* [THE PROBLEM]: Copy out every line in the items that contains the word "assistance".

* [SUPPLIED RECORDS]:
════════════════

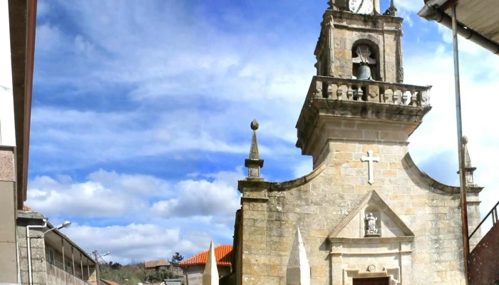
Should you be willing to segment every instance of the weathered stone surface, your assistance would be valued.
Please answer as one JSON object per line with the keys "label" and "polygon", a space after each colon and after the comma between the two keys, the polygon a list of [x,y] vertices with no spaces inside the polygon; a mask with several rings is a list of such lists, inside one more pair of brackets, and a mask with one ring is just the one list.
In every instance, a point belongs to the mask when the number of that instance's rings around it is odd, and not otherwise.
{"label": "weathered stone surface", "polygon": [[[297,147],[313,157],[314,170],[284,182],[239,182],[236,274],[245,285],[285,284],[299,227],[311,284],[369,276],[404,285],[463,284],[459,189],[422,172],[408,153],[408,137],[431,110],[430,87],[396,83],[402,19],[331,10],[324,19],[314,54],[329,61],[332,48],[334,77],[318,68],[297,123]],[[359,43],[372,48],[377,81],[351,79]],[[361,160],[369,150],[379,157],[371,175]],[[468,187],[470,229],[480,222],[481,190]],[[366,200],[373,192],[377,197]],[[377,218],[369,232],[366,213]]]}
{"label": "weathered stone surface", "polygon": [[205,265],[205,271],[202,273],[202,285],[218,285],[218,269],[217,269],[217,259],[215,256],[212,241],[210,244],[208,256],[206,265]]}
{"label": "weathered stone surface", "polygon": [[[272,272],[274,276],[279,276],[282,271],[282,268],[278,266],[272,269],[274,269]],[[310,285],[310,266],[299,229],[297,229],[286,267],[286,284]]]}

════════════════

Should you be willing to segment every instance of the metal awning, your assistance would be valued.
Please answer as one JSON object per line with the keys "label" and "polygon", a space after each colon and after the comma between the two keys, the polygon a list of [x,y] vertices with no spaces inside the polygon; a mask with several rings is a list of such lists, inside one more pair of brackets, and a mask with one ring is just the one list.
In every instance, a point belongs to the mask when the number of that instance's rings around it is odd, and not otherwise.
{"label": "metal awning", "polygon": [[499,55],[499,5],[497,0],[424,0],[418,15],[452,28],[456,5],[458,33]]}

════════════════

* [TASK OUTPUT]:
Should you be willing to segment every instance of the weathered stone surface, your assistance would be valued.
Should you be willing to segment every instance of the metal awning, your assistance would be valued.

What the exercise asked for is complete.